TEXT SHOWN:
=-=-=-=-=

“Game of Thrones” is riveting partly for its stunning filming locations. Wonder what Kings Landing is like in real life? World Traveling Mom says visiting Dubrovnik, a medieval walled city in Croatia, feels like walking into a Game of Thrones set. And don’t miss Dubrovnik’s real history during the Venetian and Ottoman empires and, later, as part of Yugoslavia. Eat delicious seafood, and enjoy beautiful views of the Old City, the sea, and the surrounding mountains.
Dubrovnik, Croatia – Beautiful Movie Location of Game of Thrones
My husband and I visited Dubrovnik to explore the real history and culture of this medieval city in Croatia. But we also enjoyed feeling like we’d walked into a Game of Thrones set.
Game of Thrones Dubrovnik Tour
As soon as we walked through the massive stone gate of the medieval walled city, I felt like we’d entered the set of Game of Thrones. Dubrovnik is immediately recognizable as Kings Landing. And as the dramatic backdrop of other pivotal Game of Thrones scenes. It was fun to turn a corner and realize we were on the same stairs Cersei Lannister descended on the Walk of Atonement. Or that we were standing where Tyrion had plotted while looking out to sea.
As fans of the show, naturally, we took a walking tour of spots used in shooting Game of Thrones in Dubrovnik. While the tour helped to show us out of the way locations we might not have stumbled on, my husband and I had more fun discovering filming spots for Game of Thrones in Dubrovnik on our own.

=-=-=-=-=

PROVIDED MATERIAL:
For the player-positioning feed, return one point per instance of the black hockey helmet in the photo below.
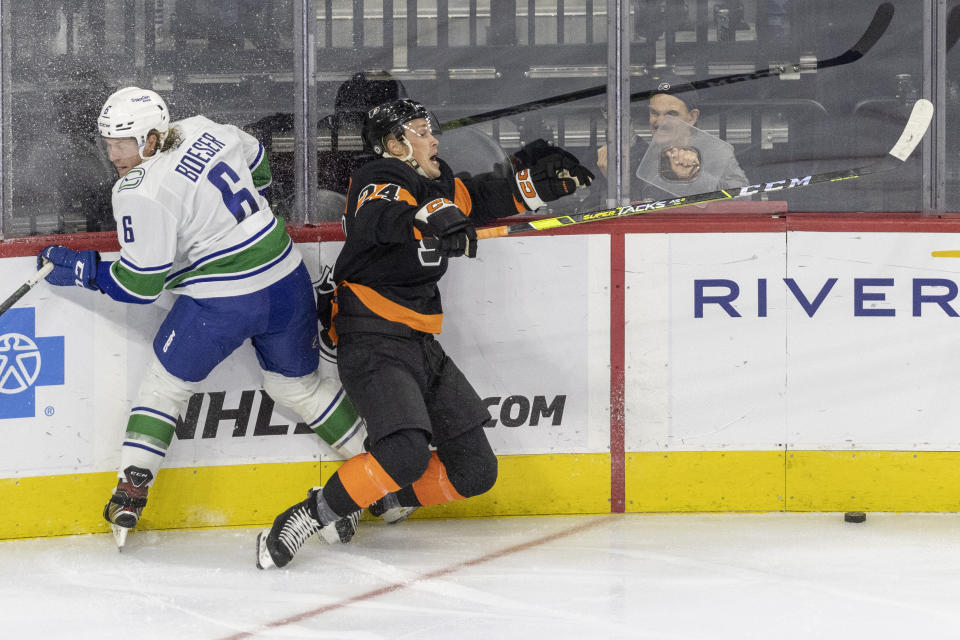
(389, 118)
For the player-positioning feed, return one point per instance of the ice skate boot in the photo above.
(389, 510)
(277, 546)
(126, 504)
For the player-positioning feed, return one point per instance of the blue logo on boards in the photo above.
(26, 362)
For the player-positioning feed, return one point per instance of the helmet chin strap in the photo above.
(160, 138)
(407, 158)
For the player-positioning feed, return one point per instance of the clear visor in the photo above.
(122, 153)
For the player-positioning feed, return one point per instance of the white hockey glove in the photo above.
(444, 221)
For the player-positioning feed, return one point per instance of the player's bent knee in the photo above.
(404, 455)
(161, 390)
(471, 464)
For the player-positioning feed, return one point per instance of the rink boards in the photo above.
(674, 363)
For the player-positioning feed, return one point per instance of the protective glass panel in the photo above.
(683, 160)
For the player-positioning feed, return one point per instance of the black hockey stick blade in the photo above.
(878, 26)
(26, 286)
(913, 132)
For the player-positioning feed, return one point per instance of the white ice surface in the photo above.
(718, 576)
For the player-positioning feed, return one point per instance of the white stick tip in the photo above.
(914, 131)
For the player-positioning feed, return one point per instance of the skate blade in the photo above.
(264, 561)
(119, 535)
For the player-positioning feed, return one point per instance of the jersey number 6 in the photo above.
(233, 200)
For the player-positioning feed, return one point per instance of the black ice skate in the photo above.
(126, 504)
(388, 508)
(293, 527)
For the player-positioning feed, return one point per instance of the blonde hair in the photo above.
(172, 139)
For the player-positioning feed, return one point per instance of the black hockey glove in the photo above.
(444, 221)
(529, 154)
(553, 176)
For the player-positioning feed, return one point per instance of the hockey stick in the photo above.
(31, 282)
(912, 133)
(878, 25)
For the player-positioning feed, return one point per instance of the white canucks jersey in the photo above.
(191, 220)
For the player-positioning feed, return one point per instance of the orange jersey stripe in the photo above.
(386, 308)
(365, 480)
(461, 197)
(434, 487)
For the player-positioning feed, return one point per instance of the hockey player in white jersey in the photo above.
(192, 219)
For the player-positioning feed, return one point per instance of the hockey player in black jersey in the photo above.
(406, 216)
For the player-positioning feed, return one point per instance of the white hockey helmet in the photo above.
(133, 112)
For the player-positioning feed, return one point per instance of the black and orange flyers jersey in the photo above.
(388, 263)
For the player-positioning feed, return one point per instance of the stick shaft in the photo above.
(31, 282)
(878, 25)
(913, 132)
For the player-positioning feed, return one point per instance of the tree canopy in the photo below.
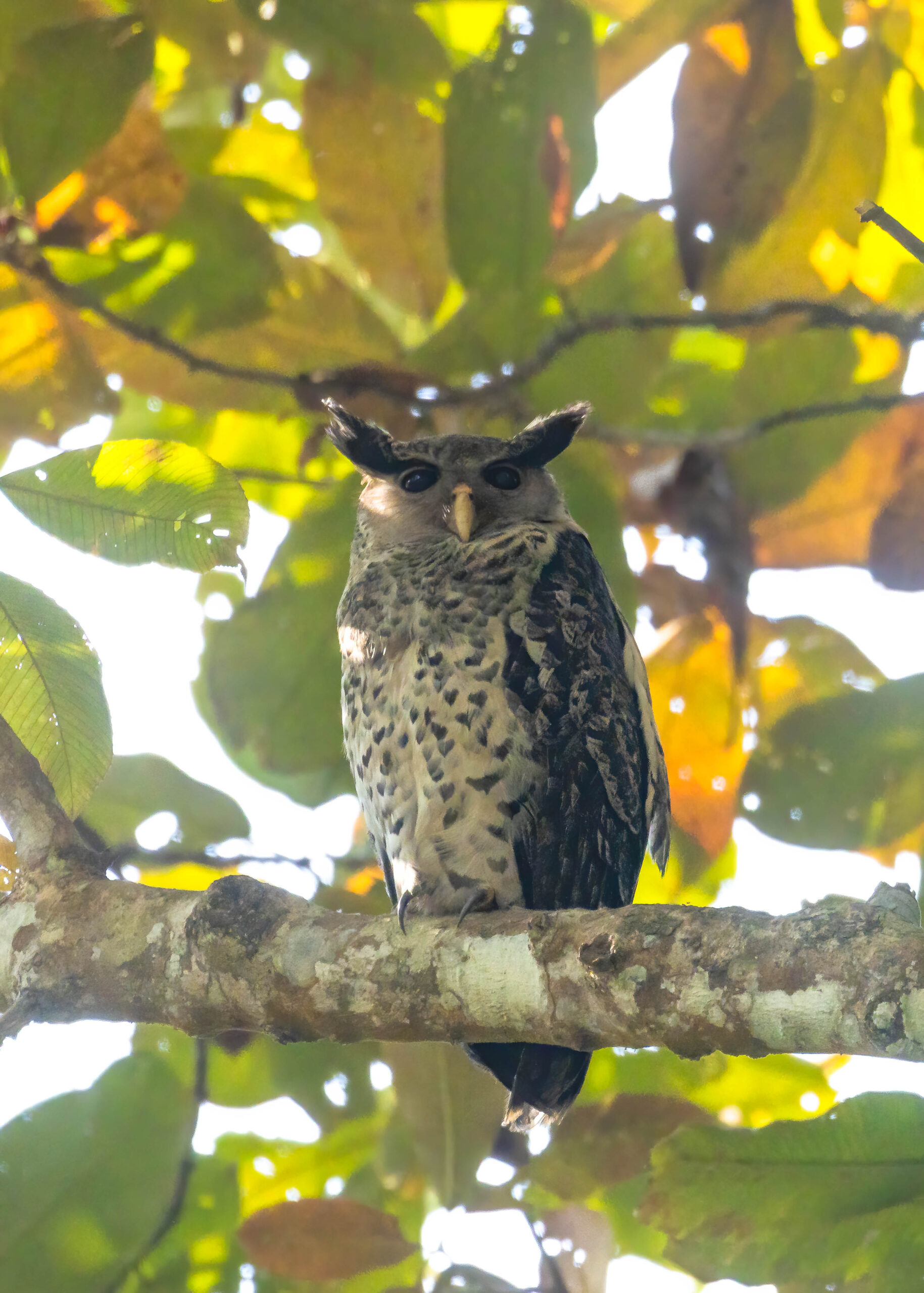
(214, 214)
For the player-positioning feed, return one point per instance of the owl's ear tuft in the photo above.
(547, 437)
(365, 445)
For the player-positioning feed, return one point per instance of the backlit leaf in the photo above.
(77, 1209)
(847, 772)
(839, 1199)
(323, 1239)
(519, 130)
(66, 93)
(741, 126)
(136, 501)
(452, 1110)
(51, 692)
(139, 785)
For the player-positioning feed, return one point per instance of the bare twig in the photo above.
(872, 214)
(418, 391)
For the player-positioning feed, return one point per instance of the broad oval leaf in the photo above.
(66, 93)
(139, 785)
(136, 501)
(323, 1239)
(847, 772)
(833, 1203)
(51, 692)
(88, 1176)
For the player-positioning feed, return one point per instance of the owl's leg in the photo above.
(402, 908)
(482, 899)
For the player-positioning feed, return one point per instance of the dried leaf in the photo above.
(323, 1239)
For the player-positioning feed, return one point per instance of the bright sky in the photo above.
(147, 626)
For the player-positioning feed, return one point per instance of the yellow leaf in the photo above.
(30, 343)
(50, 209)
(879, 355)
(813, 36)
(466, 28)
(264, 152)
(833, 259)
(731, 43)
(188, 876)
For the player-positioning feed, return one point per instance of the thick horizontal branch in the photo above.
(418, 391)
(838, 977)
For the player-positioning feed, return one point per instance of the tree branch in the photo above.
(838, 977)
(406, 388)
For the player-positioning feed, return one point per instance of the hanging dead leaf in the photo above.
(833, 523)
(323, 1239)
(131, 185)
(741, 127)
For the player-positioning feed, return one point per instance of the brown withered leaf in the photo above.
(132, 185)
(741, 127)
(833, 523)
(897, 538)
(378, 163)
(323, 1239)
(648, 33)
(846, 154)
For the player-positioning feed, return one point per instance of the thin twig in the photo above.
(418, 391)
(872, 214)
(184, 1173)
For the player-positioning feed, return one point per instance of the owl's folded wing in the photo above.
(579, 682)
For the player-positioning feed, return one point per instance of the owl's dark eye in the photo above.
(420, 479)
(503, 476)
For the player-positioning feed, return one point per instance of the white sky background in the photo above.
(147, 627)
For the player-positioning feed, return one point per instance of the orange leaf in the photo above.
(731, 42)
(323, 1239)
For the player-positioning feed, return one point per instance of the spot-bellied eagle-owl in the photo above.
(496, 708)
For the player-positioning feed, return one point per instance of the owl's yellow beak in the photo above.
(464, 513)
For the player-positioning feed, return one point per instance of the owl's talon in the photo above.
(402, 908)
(483, 898)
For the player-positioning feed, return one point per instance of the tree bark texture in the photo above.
(840, 975)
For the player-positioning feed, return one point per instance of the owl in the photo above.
(496, 708)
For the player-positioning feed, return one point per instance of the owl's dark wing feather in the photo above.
(577, 674)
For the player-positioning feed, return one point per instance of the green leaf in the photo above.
(847, 772)
(66, 95)
(354, 38)
(837, 1202)
(139, 785)
(271, 675)
(51, 692)
(88, 1176)
(521, 148)
(452, 1110)
(136, 501)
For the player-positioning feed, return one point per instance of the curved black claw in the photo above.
(483, 898)
(402, 908)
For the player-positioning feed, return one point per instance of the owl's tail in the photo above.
(543, 1081)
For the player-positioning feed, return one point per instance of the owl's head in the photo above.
(464, 485)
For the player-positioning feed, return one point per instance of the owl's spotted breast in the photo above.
(443, 761)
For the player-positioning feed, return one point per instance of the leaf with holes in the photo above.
(137, 501)
(51, 692)
(323, 1239)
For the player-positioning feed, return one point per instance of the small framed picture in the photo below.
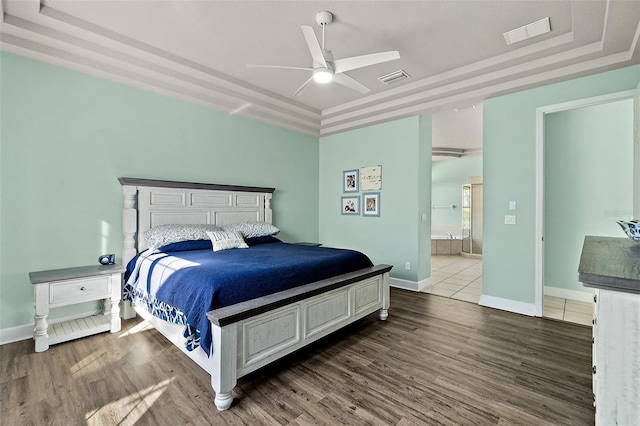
(371, 204)
(350, 180)
(351, 205)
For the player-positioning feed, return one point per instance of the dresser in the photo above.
(612, 267)
(63, 287)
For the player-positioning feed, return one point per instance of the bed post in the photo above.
(267, 208)
(224, 349)
(129, 228)
(384, 311)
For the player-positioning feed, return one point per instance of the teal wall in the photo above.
(509, 136)
(403, 149)
(448, 176)
(588, 176)
(66, 138)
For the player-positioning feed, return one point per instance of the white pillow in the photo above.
(223, 240)
(252, 229)
(166, 234)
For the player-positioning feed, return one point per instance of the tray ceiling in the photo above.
(454, 51)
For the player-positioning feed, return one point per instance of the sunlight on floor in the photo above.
(142, 326)
(129, 409)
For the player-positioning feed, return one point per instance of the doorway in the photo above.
(584, 178)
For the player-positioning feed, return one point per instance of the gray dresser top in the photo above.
(611, 264)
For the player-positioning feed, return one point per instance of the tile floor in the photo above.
(568, 310)
(459, 277)
(456, 277)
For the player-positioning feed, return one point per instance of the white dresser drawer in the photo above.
(81, 290)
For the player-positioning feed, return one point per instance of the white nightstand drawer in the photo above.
(82, 290)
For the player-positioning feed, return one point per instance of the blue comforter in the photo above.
(197, 281)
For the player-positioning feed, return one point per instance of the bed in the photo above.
(239, 337)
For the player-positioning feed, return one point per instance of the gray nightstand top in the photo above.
(71, 273)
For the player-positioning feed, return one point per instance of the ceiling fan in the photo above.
(325, 69)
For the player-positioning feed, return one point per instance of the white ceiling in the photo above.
(454, 51)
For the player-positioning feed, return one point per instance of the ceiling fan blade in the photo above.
(314, 46)
(346, 64)
(349, 82)
(279, 66)
(304, 85)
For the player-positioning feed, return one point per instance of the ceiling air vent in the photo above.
(533, 29)
(394, 77)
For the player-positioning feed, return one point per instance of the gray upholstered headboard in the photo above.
(149, 203)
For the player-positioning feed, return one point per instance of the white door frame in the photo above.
(540, 114)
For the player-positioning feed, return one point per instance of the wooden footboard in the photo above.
(249, 335)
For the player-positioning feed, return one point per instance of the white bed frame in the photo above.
(248, 335)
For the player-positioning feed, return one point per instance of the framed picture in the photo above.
(351, 205)
(371, 204)
(371, 178)
(350, 180)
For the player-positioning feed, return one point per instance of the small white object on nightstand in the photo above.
(63, 287)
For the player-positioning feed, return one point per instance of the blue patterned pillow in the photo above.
(225, 240)
(166, 234)
(252, 229)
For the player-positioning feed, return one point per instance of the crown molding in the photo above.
(52, 36)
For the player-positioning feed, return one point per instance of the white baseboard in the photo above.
(24, 332)
(410, 285)
(15, 334)
(508, 305)
(580, 296)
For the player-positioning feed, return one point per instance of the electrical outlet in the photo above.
(509, 219)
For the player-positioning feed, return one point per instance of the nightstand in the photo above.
(64, 287)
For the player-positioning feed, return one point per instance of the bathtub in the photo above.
(446, 245)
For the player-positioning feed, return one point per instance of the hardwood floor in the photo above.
(434, 361)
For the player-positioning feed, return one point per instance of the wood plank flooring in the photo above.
(435, 361)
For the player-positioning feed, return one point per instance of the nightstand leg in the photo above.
(40, 334)
(112, 310)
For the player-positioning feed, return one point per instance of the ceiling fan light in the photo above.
(322, 75)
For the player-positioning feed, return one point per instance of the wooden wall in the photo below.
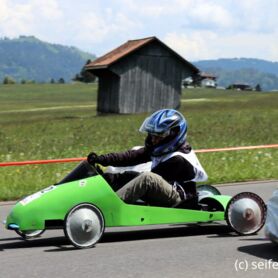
(145, 81)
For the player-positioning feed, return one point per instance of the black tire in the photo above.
(84, 225)
(246, 213)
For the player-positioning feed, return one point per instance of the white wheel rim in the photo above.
(84, 226)
(246, 215)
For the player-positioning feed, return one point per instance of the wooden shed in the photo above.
(141, 75)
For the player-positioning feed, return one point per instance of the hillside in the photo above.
(29, 58)
(242, 70)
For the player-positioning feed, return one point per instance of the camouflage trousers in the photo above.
(152, 189)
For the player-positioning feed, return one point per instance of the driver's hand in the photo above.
(92, 158)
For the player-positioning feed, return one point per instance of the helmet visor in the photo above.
(149, 127)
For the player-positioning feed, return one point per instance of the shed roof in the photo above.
(128, 48)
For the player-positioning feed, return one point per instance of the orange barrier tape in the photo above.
(64, 160)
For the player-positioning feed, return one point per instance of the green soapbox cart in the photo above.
(83, 205)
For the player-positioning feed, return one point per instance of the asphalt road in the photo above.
(209, 250)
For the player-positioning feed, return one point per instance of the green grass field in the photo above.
(59, 121)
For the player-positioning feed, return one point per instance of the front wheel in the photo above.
(29, 234)
(246, 213)
(84, 225)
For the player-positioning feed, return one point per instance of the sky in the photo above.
(196, 29)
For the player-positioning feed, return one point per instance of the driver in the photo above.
(175, 168)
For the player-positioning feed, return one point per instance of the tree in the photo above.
(84, 75)
(258, 88)
(8, 80)
(61, 81)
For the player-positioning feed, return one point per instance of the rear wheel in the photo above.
(246, 213)
(84, 225)
(29, 234)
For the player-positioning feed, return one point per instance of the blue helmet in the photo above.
(168, 124)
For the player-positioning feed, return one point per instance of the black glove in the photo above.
(92, 158)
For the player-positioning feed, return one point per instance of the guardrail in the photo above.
(65, 160)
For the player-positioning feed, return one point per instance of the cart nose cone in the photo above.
(13, 227)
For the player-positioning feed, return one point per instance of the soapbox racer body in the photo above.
(83, 204)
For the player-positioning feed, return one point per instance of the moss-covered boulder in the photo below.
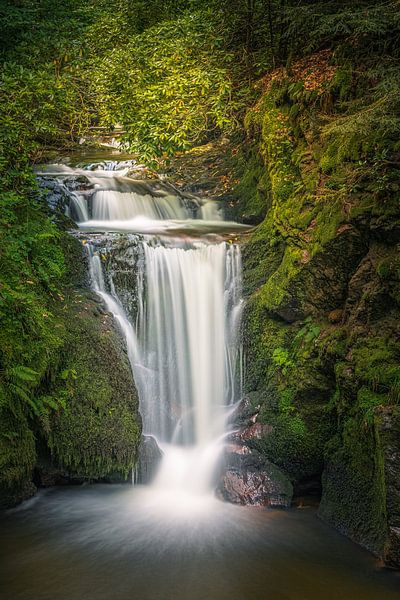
(321, 276)
(17, 457)
(97, 433)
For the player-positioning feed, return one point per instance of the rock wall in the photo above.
(89, 425)
(322, 281)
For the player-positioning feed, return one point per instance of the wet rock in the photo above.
(149, 459)
(389, 433)
(249, 479)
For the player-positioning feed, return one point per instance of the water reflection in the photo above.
(121, 543)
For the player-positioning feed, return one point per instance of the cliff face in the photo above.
(86, 423)
(322, 279)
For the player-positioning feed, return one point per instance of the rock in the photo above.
(389, 434)
(150, 457)
(336, 316)
(248, 479)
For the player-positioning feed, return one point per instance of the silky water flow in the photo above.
(175, 291)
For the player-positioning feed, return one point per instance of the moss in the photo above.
(354, 494)
(17, 456)
(97, 434)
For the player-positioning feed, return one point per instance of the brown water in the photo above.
(122, 543)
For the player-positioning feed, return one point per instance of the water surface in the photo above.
(123, 543)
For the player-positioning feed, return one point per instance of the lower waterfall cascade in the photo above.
(183, 340)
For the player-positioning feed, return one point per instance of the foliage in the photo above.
(169, 86)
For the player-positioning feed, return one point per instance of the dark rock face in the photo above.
(98, 433)
(389, 433)
(149, 460)
(320, 330)
(249, 479)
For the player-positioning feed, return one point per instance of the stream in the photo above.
(178, 305)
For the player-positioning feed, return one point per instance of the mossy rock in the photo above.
(17, 456)
(98, 433)
(354, 495)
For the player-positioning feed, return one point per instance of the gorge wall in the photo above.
(322, 278)
(84, 423)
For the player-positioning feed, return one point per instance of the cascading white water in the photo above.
(184, 352)
(183, 341)
(110, 205)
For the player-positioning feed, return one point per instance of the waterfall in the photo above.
(182, 335)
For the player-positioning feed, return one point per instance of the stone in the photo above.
(248, 479)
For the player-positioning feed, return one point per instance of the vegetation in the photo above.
(309, 93)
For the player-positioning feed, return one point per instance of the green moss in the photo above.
(97, 434)
(354, 494)
(17, 456)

=-=-=-=-=

EXERCISES:
**1)** Answer from the Dubrovnik text:
(a) In which country is Dubrovnik located?
(b) What did the writer walk through on entering the medieval walled city?
(c) What kind of tour did the writer take of Game of Thrones filming spots?
**2)** Does each statement agree with the Dubrovnik text? Answer yes or no and quote the words that decide it.
(a) The writer traveled to Dubrovnik alone.
(b) Dubrovnik can be recognized as Kings Landing.
(c) The writer enjoyed the guided tour more than finding filming spots independently.
**3)** Resume the Dubrovnik text after its final sentence.
The rows can be left aside.

RESPONSES BY TASK:
**1)**
(a) Croatia
(b) The massive stone gate
(c) A walking tour

**2)**
(a) No: "My husband and I visited Dubrovnik"
(b) Yes: "Dubrovnik is immediately recognizable as Kings Landing."
(c) No: "my husband and I had more fun discovering filming spots for Game of Thrones in Dubrovnik on our own."

**3)**
Explore Dubrovnik’s real history
Dubrovnik was independent for 450 years, until Napoleon. Dubrovnik fended off and then traded with the Ottomans, was dominated by Venice, then became part of Yugoslavia. In the 1990’s, Croatia fought a war to leave Yugoslavia.
For a one-hour historical walking tour by Dubrovnik City Tours, we looked for the person with a red umbrella at Big Onofrio’s fountain (4 times a day) and paid 12 Euros. Our excellent guide, Ana Vrtikapa, was raised speaking the Dubrovnik dialect, a mix of Croatian and Italian, lingering evidence of the city’s past domination by Venice.
Walk the Dubrovnik Wall
We immediately recognized Dubronik’s surrounding medieval stone wall as the dramatic backdrop to the Game of Thrones scenes. Old City Dubrovnik once was a thriving commercial trading center. The fortress wall that surrounds the city juts out into the Adriatic Sea and cradles its scenic harbor.
We climbed up steep stairs to walk the entire stone wall that surrounds the city. It’s worth it for breathtaking views of the orange-topped roofs of the Old City, the Adriatic Sea, islands, and the mountains beyond.
Allow at least 75 minutes. Allow two hours if you have little ones or, like me, are blown away by the views and stop every few minutes.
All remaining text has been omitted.